(Beginning of Input data)

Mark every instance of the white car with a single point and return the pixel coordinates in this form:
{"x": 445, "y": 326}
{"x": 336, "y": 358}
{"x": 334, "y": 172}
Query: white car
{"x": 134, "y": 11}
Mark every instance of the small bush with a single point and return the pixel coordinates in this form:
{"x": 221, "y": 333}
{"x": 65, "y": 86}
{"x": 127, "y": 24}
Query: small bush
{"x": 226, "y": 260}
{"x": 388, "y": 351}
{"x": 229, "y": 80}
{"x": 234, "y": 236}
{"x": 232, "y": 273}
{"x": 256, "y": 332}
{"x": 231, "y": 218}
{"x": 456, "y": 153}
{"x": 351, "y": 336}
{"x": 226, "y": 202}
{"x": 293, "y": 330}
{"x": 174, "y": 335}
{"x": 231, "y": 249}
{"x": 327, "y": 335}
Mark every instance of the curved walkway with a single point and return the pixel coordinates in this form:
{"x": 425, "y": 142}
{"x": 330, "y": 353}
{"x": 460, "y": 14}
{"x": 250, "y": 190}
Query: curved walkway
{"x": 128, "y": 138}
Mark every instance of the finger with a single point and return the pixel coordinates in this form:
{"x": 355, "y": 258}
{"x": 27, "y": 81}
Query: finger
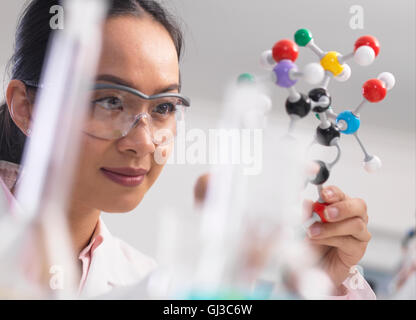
{"x": 307, "y": 208}
{"x": 349, "y": 208}
{"x": 332, "y": 194}
{"x": 347, "y": 244}
{"x": 355, "y": 227}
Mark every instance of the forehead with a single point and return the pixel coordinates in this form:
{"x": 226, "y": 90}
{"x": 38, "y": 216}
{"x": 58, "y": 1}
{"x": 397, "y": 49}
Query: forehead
{"x": 140, "y": 51}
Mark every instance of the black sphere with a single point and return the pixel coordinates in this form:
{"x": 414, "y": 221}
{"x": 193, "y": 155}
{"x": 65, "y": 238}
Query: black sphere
{"x": 322, "y": 175}
{"x": 316, "y": 95}
{"x": 326, "y": 136}
{"x": 300, "y": 108}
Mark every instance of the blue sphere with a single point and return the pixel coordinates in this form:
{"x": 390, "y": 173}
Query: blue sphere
{"x": 352, "y": 121}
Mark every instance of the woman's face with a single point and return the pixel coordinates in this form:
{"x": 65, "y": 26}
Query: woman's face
{"x": 140, "y": 52}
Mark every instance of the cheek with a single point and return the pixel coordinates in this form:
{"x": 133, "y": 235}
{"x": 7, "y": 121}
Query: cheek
{"x": 86, "y": 177}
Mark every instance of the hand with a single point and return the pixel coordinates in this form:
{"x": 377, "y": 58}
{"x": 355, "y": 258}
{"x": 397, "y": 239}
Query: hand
{"x": 340, "y": 243}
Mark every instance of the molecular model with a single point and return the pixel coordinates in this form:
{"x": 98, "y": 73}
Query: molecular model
{"x": 280, "y": 60}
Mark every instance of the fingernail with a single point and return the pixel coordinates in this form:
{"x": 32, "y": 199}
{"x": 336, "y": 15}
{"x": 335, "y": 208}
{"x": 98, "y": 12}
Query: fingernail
{"x": 331, "y": 213}
{"x": 328, "y": 193}
{"x": 314, "y": 231}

(End of Input data)

_Your goal_: Every line above is to be duplicated exactly; no picture should be carried over.

_Written solution_:
Mark every instance of the white car with a single point and return the pixel coordinates in this form:
{"x": 445, "y": 326}
{"x": 336, "y": 358}
{"x": 334, "y": 172}
Query: white car
{"x": 134, "y": 11}
Mark every instance of the small bush with a single point and return the pixel coordinates in this form:
{"x": 221, "y": 333}
{"x": 65, "y": 86}
{"x": 127, "y": 24}
Query: small bush
{"x": 226, "y": 260}
{"x": 388, "y": 351}
{"x": 229, "y": 80}
{"x": 234, "y": 236}
{"x": 232, "y": 273}
{"x": 256, "y": 332}
{"x": 231, "y": 218}
{"x": 456, "y": 153}
{"x": 351, "y": 336}
{"x": 226, "y": 202}
{"x": 293, "y": 330}
{"x": 174, "y": 335}
{"x": 231, "y": 249}
{"x": 327, "y": 335}
Mark every instance of the curved walkway with a single point and return the pixel coordinates in this form:
{"x": 425, "y": 142}
{"x": 330, "y": 353}
{"x": 460, "y": 14}
{"x": 250, "y": 190}
Query: curved walkway
{"x": 128, "y": 138}
Mark every instance of the finger with a single point and return the pixel coordinates in this form:
{"x": 355, "y": 258}
{"x": 27, "y": 81}
Query: finger
{"x": 307, "y": 208}
{"x": 349, "y": 208}
{"x": 332, "y": 194}
{"x": 347, "y": 244}
{"x": 355, "y": 227}
Mark every instance of the forehead with a single point and return the pixel coordinates in this form:
{"x": 226, "y": 90}
{"x": 38, "y": 216}
{"x": 58, "y": 1}
{"x": 397, "y": 49}
Query: forehead
{"x": 140, "y": 51}
Mark every instance of the black sphere with a single point and return the pixel coordinates in this form:
{"x": 414, "y": 221}
{"x": 193, "y": 155}
{"x": 65, "y": 238}
Query: black sphere
{"x": 322, "y": 175}
{"x": 316, "y": 95}
{"x": 326, "y": 136}
{"x": 300, "y": 108}
Mark every instance of the blue sphere with a single point and return the pixel coordinates in this form:
{"x": 390, "y": 173}
Query: blue sphere
{"x": 352, "y": 121}
Mark every instance of the woman's face with a single point and return the pixel coordinates in this form:
{"x": 65, "y": 26}
Query: woman's face
{"x": 140, "y": 52}
Mark every instance of the cheek with a single point and return the pixel coordinates in this form:
{"x": 133, "y": 235}
{"x": 7, "y": 121}
Query: cheek
{"x": 86, "y": 177}
Mark every instance of the hand with a single point and return the pixel coordinates in this form:
{"x": 377, "y": 58}
{"x": 355, "y": 258}
{"x": 397, "y": 239}
Query: hand
{"x": 340, "y": 243}
Mark every instance of the molecular model with a single point and return the pixel coordinates in this form:
{"x": 98, "y": 73}
Query: molecular model
{"x": 280, "y": 60}
Mark every instance of the fingernail with a single point and return the pixel coordinates in this form:
{"x": 32, "y": 199}
{"x": 336, "y": 15}
{"x": 335, "y": 208}
{"x": 98, "y": 12}
Query: fingernail
{"x": 331, "y": 213}
{"x": 328, "y": 193}
{"x": 314, "y": 231}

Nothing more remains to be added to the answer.